[Written request]
Starting from the line containing "dead tree branch", write out the rest of the entries exactly, through the final line, including nothing else.

— Start of Data section —

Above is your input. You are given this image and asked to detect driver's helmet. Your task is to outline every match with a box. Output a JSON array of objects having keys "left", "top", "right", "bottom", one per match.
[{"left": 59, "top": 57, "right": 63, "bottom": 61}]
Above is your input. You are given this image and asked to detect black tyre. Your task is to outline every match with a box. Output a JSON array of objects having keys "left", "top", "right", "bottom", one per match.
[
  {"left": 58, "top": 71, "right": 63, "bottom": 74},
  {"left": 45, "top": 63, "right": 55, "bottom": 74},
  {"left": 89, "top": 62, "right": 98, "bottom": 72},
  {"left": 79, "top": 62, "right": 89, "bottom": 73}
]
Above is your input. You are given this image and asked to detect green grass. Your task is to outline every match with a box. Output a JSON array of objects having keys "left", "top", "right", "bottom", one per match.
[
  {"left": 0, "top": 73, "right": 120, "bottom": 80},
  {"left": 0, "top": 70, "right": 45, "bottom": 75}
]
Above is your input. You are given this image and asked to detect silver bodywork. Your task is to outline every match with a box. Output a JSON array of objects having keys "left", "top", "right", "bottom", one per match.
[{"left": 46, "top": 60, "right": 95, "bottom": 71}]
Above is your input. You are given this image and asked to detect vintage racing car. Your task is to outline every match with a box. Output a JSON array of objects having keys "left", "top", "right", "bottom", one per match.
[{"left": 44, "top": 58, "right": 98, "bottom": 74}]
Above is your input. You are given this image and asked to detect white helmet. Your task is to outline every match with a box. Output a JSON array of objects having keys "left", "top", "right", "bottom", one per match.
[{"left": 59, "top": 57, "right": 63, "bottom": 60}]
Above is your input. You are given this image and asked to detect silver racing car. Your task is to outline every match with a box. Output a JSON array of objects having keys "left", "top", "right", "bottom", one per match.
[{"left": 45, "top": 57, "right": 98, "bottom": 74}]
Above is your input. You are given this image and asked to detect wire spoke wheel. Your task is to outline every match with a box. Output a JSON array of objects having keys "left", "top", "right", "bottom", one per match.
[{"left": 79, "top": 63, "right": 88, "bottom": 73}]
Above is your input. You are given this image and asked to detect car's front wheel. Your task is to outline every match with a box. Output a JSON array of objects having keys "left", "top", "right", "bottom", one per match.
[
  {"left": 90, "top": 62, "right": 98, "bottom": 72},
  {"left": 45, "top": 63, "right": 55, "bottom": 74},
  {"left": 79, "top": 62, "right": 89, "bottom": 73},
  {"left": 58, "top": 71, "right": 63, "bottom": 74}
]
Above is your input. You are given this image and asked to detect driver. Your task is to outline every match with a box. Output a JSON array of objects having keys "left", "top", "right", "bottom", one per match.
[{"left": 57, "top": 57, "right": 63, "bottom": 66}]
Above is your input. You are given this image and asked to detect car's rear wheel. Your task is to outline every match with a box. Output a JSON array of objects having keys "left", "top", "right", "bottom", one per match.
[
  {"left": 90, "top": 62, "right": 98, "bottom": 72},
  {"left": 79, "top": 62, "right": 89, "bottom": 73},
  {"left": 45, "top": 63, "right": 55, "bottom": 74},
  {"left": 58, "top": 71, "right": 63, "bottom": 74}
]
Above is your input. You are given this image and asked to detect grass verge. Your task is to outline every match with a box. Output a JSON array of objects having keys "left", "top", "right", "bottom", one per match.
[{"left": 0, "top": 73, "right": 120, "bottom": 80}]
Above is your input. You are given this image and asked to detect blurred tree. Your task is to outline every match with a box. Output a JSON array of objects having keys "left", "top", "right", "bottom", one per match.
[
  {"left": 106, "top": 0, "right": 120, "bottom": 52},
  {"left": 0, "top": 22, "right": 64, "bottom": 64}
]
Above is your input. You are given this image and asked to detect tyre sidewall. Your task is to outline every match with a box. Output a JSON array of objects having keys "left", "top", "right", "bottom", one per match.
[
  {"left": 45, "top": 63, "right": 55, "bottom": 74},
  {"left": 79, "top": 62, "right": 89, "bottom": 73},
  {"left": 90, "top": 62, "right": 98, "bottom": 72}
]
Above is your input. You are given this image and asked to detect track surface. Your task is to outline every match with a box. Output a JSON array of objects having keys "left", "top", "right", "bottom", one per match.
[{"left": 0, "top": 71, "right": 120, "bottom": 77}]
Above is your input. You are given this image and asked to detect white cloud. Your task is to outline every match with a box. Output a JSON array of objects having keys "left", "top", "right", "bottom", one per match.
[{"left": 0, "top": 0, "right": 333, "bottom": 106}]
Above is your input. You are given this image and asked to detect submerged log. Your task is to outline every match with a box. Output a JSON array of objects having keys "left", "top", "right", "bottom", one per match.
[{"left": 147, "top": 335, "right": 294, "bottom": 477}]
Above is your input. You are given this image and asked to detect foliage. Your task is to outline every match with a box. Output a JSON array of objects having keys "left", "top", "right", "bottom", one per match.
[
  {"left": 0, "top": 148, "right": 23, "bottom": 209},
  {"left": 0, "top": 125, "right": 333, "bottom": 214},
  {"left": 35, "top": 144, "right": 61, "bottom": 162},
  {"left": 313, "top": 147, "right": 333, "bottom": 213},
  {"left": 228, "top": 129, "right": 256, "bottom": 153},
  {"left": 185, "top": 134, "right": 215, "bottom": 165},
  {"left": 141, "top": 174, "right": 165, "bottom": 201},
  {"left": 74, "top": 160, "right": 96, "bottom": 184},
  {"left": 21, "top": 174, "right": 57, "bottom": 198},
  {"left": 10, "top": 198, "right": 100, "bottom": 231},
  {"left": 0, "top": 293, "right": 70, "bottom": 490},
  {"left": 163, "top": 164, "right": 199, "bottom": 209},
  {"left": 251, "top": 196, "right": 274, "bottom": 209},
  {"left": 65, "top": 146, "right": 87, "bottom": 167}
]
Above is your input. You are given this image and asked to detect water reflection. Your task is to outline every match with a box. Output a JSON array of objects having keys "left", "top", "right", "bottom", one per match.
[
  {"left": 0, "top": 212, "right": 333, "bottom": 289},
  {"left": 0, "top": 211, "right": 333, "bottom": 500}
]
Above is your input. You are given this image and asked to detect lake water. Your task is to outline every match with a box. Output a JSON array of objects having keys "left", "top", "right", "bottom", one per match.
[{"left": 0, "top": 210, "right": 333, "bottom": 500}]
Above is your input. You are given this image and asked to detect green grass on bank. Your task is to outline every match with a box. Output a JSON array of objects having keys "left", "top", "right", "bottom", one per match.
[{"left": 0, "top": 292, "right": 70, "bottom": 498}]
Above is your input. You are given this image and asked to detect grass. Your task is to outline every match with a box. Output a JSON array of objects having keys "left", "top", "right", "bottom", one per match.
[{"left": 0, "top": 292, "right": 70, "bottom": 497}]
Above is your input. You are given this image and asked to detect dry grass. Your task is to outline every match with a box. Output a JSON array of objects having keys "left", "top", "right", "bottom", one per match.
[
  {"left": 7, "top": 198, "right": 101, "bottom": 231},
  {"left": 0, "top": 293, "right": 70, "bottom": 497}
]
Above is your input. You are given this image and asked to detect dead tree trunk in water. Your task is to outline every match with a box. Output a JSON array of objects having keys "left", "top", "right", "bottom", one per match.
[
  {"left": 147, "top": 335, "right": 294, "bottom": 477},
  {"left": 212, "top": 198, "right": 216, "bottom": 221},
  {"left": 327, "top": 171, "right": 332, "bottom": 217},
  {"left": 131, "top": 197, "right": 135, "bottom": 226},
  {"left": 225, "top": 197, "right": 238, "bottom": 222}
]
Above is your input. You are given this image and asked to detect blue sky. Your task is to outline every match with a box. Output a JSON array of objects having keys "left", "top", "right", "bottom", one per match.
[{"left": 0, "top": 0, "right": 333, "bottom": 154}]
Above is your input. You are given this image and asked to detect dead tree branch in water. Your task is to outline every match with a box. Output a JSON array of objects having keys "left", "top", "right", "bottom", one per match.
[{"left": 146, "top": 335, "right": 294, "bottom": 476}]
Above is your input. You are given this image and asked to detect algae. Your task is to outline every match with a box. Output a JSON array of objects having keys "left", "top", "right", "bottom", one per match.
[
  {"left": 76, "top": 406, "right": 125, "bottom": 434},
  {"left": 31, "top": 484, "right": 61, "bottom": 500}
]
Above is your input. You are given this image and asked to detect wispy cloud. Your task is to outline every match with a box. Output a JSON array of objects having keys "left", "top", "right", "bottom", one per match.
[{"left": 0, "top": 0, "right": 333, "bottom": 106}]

— End of Data section —

[Complete output]
Above is your input. You are given this image and asked to detect dead tree branch in water. Your task is to outline every match with a box. Output a JSON array of objects having keys "left", "top", "right", "bottom", one per match.
[{"left": 146, "top": 335, "right": 294, "bottom": 476}]
Above is your input. You are given this image and asked to detect algae. Your task is to outline every match with a box. Output a JSON array of objects having keys "left", "top", "right", "bottom", one per match.
[
  {"left": 76, "top": 406, "right": 125, "bottom": 434},
  {"left": 31, "top": 484, "right": 61, "bottom": 500}
]
Above is your input. You are given this image and asked to detect wispy cloud. Your task is to outline every match with a box. Output a JSON array of objects having keys "left", "top", "right", "bottom", one per match.
[{"left": 0, "top": 0, "right": 333, "bottom": 106}]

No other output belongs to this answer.